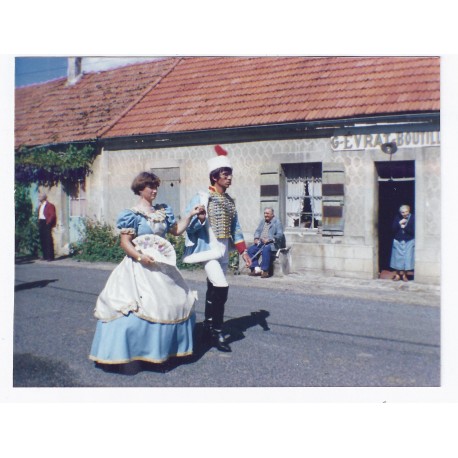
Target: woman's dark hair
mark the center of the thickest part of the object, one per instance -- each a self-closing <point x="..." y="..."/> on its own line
<point x="214" y="174"/>
<point x="144" y="179"/>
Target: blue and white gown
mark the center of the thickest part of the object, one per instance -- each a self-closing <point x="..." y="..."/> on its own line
<point x="144" y="313"/>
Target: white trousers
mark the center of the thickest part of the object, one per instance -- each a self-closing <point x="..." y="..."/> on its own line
<point x="216" y="268"/>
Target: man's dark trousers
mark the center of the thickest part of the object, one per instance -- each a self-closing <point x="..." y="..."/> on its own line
<point x="47" y="244"/>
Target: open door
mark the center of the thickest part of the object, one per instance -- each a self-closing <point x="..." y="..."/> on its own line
<point x="396" y="186"/>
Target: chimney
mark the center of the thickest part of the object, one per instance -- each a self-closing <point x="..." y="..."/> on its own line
<point x="74" y="72"/>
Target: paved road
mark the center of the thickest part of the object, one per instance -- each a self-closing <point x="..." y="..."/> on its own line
<point x="300" y="331"/>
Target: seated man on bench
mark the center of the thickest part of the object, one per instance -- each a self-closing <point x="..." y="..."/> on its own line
<point x="268" y="238"/>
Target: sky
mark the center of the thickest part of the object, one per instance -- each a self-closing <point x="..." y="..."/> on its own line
<point x="29" y="70"/>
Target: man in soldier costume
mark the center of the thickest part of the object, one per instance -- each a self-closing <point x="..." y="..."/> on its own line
<point x="209" y="238"/>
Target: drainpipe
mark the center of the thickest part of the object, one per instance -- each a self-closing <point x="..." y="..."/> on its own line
<point x="74" y="70"/>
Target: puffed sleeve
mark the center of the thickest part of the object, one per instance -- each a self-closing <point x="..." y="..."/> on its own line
<point x="127" y="222"/>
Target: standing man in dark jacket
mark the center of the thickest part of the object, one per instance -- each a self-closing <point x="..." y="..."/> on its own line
<point x="268" y="237"/>
<point x="46" y="223"/>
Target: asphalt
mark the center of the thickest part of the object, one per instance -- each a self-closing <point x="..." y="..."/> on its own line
<point x="385" y="290"/>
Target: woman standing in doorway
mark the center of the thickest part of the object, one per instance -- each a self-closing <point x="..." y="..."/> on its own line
<point x="403" y="250"/>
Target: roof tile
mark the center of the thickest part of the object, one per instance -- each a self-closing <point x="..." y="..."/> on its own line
<point x="195" y="93"/>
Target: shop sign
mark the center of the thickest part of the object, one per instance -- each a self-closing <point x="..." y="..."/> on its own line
<point x="403" y="140"/>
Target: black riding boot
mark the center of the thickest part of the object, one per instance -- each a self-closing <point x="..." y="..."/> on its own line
<point x="218" y="301"/>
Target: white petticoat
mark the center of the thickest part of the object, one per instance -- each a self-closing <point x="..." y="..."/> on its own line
<point x="158" y="293"/>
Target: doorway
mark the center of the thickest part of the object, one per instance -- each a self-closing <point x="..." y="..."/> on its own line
<point x="396" y="186"/>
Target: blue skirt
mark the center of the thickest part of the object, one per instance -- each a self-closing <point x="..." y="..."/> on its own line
<point x="131" y="338"/>
<point x="403" y="255"/>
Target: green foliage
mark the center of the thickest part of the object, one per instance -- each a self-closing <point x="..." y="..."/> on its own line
<point x="26" y="239"/>
<point x="47" y="167"/>
<point x="99" y="243"/>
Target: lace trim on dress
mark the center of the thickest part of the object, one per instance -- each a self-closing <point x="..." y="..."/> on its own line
<point x="128" y="230"/>
<point x="157" y="216"/>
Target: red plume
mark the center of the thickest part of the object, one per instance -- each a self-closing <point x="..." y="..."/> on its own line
<point x="220" y="151"/>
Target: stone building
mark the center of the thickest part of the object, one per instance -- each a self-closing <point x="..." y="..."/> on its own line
<point x="334" y="144"/>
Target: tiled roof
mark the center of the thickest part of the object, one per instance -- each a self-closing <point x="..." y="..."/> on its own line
<point x="225" y="92"/>
<point x="56" y="112"/>
<point x="197" y="93"/>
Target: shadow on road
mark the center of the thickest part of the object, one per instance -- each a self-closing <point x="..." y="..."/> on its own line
<point x="33" y="284"/>
<point x="237" y="326"/>
<point x="35" y="371"/>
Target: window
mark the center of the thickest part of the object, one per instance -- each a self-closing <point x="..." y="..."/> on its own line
<point x="78" y="201"/>
<point x="303" y="195"/>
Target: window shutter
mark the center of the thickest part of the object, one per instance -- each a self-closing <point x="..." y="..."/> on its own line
<point x="270" y="189"/>
<point x="333" y="192"/>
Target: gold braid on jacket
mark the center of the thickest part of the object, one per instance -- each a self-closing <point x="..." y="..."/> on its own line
<point x="221" y="213"/>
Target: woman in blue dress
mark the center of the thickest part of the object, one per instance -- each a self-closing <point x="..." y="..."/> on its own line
<point x="403" y="249"/>
<point x="146" y="310"/>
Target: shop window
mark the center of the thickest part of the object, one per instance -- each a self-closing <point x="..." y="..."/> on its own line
<point x="303" y="195"/>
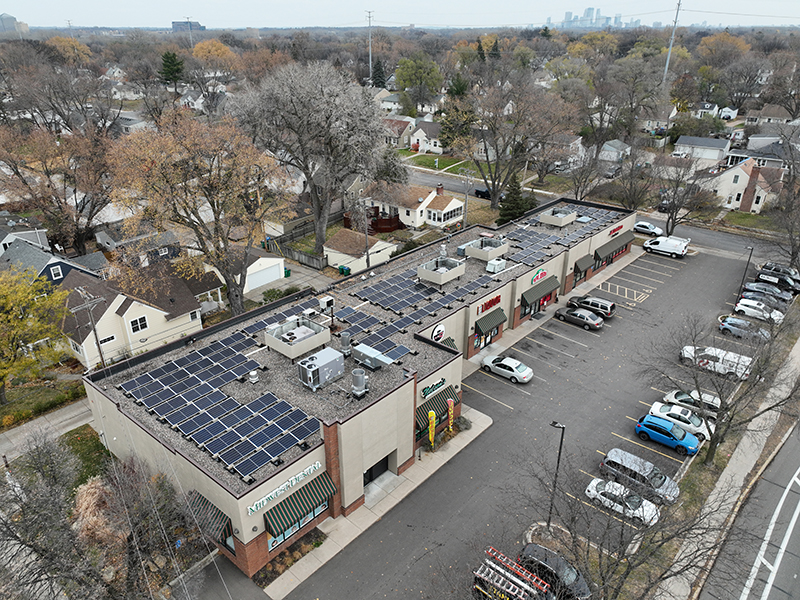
--
■ **Required work**
Find every line in the records above that contains the string "road", and copy each of those lines in full. Matching is case-sensitive.

■ **Result of this task**
Target: paved road
Target: shadow on road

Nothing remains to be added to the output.